Document excerpt
-------

Problem 3: Epsilon-Greedy Algorithm - HMW 4

Problem 3: Epsilon-Greedy Algorithm - HMW 4

by Gabin Paul Jacques Leroy -
Number of replies: 1

Hello,


I would like to know if my expression for the worst-case regret is correct. If I call I_t the Bernoulli random of parameter \epsilon_t, describing the toss of the coin at round t, then :


R_t=t\mu^*(t) -\sum_{i=1}^{t}\Bbb{E}[X_i^{J_i}]


where J_i is the random variable that determines at round i, which arm I choose and \mu^*(t)=\max_{1\leq j\leq t}\mu_j, kwoning that I call X_i^{k} the random variable that I get at roung $i$ from arm 1\leq k\leq K. Then the goal is to compute \Bbb{E}[X_i^{J_i}] . My idea is to condition on the values of I_i :


\Bbb{E}[X_i^{J_i}]=\Bbb{E}[X_i^{J_i} | I_i=1 ]\epsilon_i + \Bbb{E}[X_i^{J_i} | I_i=0 ](1-\epsilon_i)


One has \Bbb{E}[X_i^{J_i} | I_i=1]=\sum_{k=1}^{K}\Bbb{E}[X_i^k](1/K) since if at round i the toss is a success, then I choose uniformly over all the K arms. Now \Bbb{E}[X_i^{J_i}|I_i=0]=\Bbb{E}[X_i^{t^*}] where t^*:=\text{argmax}_{1\leq j\leq t}\hat{\mu}_j.

So with these two results


R_t=t\mu^*(t)-\sum_{i=1}^{t}\sum_{k=1}^{K}(\mu_k/K)\epsilon_i-\sum_{i=1}^{t}\Bbb{E}[X_i^{t^*}](1-\epsilon_i)


I would like to know if my reasoning so far is correct, any help would be appreciated, thank you! In particular I don't really now what to do with the last term \sum_{i=1}^{t}\Bbb{E}[X_i^{t^*}](1-\epsilon_i).

In reply to Gabin Paul Jacques Leroy

Re: Problem 3: Epsilon-Greedy Algorithm - HMW 4

by Thomas Weinberger -
Dear Gabin,

Your approach looks reasonable! Regarding the last term: try to write down each \mathbb{E}[X_{i}^t*}] explicitly as a sum of products (regret when choosing arm 1 \leq t \leq k times the probability of arm t^* looking the best). Moreover, note that the latter probability can be upper bounded by the prob. that arm t^* looks better than just the optimal arm (arm 1 by convention).

You might also want to take a look at my recent post in the discussion forum.

Best,
Thomas

-------

Problems to work on
1. Transcribe the epsilon-greedy forum thread between "Your approach looks" and "1 by convention).", inclusive.
2. In the epsilon-greedy forum thread, which arm does the reply treat as the optimal arm by convention?

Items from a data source

-------

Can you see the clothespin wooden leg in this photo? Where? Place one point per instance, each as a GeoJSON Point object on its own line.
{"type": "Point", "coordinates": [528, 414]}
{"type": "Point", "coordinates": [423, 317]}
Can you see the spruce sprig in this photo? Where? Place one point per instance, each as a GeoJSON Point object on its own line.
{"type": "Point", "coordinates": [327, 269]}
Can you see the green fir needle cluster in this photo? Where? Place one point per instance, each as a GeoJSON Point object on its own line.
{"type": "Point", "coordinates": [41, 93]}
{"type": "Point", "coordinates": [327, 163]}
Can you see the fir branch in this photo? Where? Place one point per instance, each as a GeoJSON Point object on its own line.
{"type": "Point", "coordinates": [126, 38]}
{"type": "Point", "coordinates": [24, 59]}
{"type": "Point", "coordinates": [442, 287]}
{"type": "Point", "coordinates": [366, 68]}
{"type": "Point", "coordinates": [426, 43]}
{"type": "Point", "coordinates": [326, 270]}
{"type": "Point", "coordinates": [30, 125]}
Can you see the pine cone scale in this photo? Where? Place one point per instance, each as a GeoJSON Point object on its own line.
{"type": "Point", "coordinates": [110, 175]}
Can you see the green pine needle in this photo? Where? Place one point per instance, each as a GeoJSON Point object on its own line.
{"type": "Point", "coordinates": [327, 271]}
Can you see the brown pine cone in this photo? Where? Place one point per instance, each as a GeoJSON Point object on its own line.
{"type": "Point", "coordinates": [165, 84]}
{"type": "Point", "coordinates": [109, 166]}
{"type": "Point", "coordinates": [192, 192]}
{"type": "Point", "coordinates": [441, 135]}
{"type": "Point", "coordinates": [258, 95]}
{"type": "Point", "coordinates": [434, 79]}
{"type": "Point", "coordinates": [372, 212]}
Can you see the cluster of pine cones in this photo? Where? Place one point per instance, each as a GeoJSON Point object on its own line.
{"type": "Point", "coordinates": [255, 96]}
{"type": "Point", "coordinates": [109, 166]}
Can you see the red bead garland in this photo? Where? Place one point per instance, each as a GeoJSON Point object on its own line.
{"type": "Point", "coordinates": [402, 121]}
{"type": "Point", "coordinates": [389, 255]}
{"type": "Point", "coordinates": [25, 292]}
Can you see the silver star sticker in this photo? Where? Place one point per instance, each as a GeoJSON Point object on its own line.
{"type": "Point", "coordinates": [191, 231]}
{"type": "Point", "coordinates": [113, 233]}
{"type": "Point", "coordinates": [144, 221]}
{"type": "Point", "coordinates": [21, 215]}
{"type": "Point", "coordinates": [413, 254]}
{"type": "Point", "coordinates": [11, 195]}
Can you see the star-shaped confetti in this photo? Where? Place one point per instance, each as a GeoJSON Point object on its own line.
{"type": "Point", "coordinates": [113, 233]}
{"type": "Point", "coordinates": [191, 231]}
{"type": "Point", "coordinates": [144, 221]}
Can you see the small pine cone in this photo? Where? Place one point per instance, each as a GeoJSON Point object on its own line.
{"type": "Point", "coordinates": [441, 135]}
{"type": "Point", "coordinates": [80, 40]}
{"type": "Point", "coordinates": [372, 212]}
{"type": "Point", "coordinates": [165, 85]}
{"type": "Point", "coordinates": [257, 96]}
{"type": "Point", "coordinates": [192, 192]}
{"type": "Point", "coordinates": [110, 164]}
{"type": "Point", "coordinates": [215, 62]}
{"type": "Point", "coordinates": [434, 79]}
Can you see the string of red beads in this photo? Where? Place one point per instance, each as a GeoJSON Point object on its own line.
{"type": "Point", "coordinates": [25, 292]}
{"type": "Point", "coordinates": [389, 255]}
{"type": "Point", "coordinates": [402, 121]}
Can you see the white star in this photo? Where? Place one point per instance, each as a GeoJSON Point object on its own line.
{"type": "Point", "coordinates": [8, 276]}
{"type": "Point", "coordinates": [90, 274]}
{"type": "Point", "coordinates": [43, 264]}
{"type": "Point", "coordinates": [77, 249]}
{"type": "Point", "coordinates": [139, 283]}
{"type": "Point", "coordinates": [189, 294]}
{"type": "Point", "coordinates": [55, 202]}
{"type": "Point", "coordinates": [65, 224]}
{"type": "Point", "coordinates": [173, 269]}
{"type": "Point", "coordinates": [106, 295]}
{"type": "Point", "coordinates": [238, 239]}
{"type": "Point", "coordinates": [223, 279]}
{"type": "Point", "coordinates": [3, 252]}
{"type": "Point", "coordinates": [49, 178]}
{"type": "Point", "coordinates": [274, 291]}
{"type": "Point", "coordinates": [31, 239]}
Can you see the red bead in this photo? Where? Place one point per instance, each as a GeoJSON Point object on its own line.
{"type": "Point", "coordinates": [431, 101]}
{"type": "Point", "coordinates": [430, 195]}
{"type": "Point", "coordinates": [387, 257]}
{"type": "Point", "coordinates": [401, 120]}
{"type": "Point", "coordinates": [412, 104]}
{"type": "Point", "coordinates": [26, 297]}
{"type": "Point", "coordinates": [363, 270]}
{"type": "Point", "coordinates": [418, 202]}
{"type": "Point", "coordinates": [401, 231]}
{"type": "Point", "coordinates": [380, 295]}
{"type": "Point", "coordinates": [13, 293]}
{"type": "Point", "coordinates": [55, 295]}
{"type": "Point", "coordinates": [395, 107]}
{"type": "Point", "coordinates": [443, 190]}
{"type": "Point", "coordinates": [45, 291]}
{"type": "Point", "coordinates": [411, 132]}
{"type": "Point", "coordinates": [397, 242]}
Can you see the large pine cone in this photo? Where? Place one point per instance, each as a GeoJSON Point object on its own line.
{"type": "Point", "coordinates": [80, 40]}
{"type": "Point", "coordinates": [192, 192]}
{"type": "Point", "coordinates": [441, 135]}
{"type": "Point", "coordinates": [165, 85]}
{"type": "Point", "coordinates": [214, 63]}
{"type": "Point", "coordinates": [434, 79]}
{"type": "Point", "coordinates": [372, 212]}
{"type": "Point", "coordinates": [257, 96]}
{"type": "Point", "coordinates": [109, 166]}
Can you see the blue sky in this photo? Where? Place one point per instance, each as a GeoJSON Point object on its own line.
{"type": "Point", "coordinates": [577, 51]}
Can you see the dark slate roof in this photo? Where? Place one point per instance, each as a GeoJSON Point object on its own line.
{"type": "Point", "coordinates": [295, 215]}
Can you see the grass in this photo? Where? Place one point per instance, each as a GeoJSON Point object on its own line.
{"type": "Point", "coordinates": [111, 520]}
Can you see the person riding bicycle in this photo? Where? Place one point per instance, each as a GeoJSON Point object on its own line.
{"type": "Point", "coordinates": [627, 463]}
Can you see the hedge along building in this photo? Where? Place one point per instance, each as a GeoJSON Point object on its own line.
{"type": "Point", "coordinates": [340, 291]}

-------

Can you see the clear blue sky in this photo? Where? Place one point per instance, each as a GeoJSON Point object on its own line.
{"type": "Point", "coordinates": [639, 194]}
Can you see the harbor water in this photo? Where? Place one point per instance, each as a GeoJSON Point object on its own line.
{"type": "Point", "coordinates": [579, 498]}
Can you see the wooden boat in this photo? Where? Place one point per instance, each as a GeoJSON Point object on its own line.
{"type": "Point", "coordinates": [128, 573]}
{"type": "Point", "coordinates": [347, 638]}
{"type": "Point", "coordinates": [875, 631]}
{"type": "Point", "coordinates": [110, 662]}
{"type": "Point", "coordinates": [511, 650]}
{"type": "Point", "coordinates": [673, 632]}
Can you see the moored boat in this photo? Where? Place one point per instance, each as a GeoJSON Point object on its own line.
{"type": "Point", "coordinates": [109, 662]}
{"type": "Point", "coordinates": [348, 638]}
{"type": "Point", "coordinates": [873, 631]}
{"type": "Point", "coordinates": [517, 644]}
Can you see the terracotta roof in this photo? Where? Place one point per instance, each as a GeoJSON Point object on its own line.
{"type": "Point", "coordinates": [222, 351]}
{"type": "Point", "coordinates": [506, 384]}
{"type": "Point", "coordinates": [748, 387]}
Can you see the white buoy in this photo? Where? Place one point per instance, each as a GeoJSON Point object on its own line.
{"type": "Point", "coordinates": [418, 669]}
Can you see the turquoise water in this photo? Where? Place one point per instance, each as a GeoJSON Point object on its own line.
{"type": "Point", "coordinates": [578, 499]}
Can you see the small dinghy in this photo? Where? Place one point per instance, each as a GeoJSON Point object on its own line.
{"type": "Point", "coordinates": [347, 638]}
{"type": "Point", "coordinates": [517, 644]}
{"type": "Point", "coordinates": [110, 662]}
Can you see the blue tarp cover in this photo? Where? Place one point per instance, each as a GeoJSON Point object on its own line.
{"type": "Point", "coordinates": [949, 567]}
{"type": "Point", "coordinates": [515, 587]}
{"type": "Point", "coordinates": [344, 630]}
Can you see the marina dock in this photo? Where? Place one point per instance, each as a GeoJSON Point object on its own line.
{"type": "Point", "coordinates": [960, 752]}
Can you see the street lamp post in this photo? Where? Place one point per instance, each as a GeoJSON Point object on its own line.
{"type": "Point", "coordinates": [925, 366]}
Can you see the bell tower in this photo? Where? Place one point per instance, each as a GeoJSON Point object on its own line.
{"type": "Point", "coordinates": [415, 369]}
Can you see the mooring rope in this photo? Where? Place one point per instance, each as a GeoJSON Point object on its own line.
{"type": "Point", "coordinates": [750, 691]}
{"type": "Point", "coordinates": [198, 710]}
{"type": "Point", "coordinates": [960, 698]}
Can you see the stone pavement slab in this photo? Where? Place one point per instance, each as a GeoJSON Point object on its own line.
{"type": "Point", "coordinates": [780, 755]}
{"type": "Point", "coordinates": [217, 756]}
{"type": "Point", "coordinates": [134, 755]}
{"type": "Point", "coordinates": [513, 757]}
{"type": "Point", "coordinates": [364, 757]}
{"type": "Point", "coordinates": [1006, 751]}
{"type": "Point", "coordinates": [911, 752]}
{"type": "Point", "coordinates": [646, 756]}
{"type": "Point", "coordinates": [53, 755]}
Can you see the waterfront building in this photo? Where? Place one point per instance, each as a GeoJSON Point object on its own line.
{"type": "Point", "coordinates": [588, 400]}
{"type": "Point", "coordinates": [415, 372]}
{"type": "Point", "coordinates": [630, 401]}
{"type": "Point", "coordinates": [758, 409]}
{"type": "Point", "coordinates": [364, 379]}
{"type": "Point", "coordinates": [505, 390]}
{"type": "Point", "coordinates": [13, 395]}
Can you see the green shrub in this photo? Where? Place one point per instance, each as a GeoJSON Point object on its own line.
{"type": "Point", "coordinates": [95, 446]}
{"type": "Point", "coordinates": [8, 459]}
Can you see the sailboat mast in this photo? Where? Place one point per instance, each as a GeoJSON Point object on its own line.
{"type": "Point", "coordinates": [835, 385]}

-------

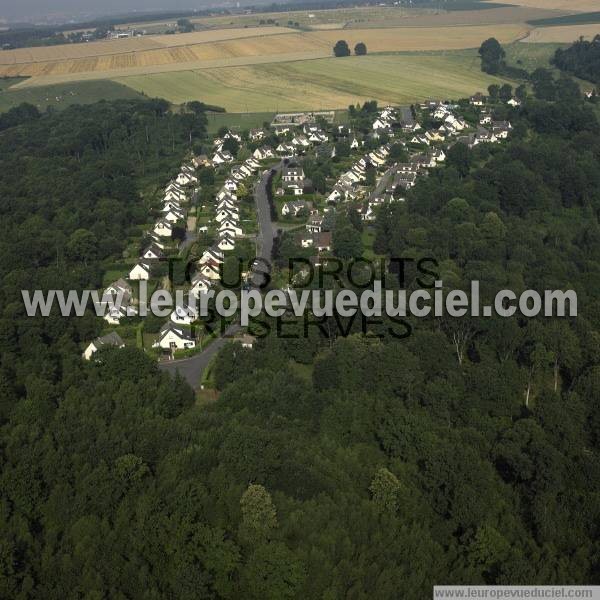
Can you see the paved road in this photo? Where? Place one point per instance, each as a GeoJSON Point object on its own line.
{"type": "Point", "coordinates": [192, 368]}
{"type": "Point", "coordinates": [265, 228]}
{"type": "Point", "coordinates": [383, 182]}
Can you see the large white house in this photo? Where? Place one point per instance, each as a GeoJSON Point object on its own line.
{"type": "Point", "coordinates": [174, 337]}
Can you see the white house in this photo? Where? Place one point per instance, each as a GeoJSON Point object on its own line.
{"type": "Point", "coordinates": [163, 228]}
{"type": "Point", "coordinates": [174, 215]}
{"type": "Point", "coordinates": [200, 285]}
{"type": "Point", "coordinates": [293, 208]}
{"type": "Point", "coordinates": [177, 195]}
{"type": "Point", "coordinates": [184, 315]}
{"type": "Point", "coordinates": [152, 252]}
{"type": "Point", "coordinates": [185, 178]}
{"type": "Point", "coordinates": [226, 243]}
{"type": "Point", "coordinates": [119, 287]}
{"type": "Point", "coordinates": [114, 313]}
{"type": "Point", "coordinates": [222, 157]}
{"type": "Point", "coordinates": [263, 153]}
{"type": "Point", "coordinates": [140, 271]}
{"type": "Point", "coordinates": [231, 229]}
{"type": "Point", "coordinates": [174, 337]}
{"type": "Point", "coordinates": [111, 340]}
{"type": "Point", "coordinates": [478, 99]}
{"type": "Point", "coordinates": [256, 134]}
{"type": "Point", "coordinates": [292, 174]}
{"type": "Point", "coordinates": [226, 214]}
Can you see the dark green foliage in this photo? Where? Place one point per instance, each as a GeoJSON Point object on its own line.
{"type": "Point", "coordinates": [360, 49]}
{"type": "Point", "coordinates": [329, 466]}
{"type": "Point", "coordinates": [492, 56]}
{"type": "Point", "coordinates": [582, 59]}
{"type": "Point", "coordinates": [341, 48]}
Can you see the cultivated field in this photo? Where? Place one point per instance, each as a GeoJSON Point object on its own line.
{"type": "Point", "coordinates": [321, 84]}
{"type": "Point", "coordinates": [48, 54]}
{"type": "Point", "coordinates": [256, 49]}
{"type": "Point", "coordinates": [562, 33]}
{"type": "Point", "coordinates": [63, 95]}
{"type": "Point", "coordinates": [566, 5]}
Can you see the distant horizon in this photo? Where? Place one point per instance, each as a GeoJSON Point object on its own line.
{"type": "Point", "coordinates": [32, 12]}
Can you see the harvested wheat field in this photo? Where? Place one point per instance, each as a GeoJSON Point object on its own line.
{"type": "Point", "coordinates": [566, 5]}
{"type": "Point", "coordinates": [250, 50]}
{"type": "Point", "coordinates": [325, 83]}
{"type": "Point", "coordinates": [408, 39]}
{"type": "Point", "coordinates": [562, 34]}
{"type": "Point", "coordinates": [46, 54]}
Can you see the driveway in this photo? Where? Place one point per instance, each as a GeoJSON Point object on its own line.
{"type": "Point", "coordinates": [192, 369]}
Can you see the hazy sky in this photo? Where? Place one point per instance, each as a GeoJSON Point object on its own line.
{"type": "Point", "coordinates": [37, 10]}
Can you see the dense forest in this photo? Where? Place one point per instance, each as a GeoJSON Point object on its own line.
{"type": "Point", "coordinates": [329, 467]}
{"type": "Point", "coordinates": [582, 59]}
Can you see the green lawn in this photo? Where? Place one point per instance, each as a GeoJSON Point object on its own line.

-------

Answers given
1.
Your approach looks reasonable! Regarding the last term: try to write down each \mathbb{E}[X_{i}^t*}] explicitly as a sum of products (regret when choosing arm 1 \leq t \leq k times the probability of arm t^* looking the best). Moreover, note that the latter probability can be upper bounded by the prob. that arm t^* looks better than just the optimal arm (arm 1 by convention).

2. Arm 1.